Highveld Steel and Vanadium Corporation Limited - Company Profile, Information, Business Description, History, Background Information on Highveld Steel and Vanadium Corporation Limited

One Pretoria Main Road
P.O. Box 111
South Africa

Company Perspectives:

Highveld's Vision: To be a highly profitable metals company and by so doing to provide long term benefits to stakeholders and the communities within which we operate.

History of Highveld Steel and Vanadium Corporation Limited

Highveld Steel and Vanadium Corporation Limited is one of South Africa's leading vertically integrated producers of steel and steel products, including rolled and flat steel products, and a limited number of finished products, such as steel cages and other enclosures. Highveld is also one of the world's largest producers of vanadium, a rare, soft, corrosion-resistant metal used to strengthen steel. The company produces vanadium products, including vanadium pentoxide and trioxide, both for the export market and for its own production of vanadium steel alloys. Through its Transalloys division, Highveld also produces manganese alloys, most of which is sold as exports. The bulk of the company's production occurs at its main Witbank-region site in Mpumalanga. The company also operates a secondary site at Gauteng. Highveld also produces its own ore for its steel and other production from a mine in Mapochs. Steel and vanadium products represented 70 percent of the group's sales of R 4 billion ($528 million) in 2002, with ferro-alloys contributing 23 percent to sales. The company has been shedding noncore businesses, including its Columbus stainless steel joint venture in 2002 and its Rheem packaging subsidiary in 2003. Listed on the Johannesburg stock exchange, Highveld is held at more than 80 percent by the Anglo American Industrial Corporation.

* BRIEF 1:
Count the lines in the records that contain the string "query", treating case as significant, and give only the number.
* BRIEF 2:
Carry on the Highveld Steel and Vanadium company profile, starting after its final sentence.

* EXTRACTED DATA:
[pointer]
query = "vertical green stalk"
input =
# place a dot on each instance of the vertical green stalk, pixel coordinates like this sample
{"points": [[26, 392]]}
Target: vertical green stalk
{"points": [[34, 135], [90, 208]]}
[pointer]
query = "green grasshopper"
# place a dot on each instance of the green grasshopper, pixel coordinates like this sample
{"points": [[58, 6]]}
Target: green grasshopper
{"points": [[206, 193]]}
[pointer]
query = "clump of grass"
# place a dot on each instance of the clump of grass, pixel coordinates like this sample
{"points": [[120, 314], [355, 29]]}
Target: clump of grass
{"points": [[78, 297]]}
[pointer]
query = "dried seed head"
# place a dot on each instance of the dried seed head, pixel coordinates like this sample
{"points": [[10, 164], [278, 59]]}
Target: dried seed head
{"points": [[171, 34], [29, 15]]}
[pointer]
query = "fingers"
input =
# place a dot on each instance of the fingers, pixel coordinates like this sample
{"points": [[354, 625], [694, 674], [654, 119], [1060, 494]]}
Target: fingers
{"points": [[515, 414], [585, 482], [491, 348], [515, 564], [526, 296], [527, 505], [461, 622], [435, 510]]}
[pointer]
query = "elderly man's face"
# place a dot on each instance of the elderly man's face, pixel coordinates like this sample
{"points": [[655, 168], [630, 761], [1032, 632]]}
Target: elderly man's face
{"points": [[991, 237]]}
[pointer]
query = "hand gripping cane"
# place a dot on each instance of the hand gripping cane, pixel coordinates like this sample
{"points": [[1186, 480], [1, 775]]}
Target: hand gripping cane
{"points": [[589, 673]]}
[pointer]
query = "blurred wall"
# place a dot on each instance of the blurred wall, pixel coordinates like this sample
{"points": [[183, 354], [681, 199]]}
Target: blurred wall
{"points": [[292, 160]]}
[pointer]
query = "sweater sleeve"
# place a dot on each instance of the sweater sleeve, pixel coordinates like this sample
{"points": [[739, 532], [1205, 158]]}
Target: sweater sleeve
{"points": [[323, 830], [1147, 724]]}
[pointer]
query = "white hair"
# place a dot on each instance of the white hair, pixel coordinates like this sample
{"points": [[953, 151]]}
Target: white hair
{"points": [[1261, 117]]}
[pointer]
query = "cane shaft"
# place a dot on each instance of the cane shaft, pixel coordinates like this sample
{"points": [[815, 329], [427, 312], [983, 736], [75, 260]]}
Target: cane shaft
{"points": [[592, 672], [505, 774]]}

* REPLY 1:
11

* REPLY 2:
An Anglo Alternative to Iscor in the 1950s

In the late 1950s, South Africa's steel industry remained dominated by the South African Iron and Steel Industrial Corporation, otherwise known as Iscor. Created by the South African government in the late 1920s in part to reduce the country's reliance on imported steel, Iscor remained a government holding. With the rise to political power of the Afrikaner-controlled National Party, Iscor, previously operated by the country's English-speaking community, came under the influence of the Afrikaner community, including the secretive Broederbond. Indeed, Iscor played a role in the development of the Apartheid state, providing the steel for the country's arms production after the voluntary boycott of arms imports in the early 1960s. At the same time, Iscor became a central part of the National Party's effort to redress the balance of economic power in South Africa as well, in a largely unsuccessful attempt to place more wealth in the Afrikaner community.

By the end of the 1950s, Iscor had nonetheless been successful in meeting some 70 percent of South Africa's domestic steel needs. This dominant position made entry into the country's steel market difficult, mostly because of Iscor's decidedly Afrikaner influence. During that decade, however, a number of companies, especially foreign businesses, had entered the South African steel and steel products market, in part to gain access to the country's vast mineral wealth.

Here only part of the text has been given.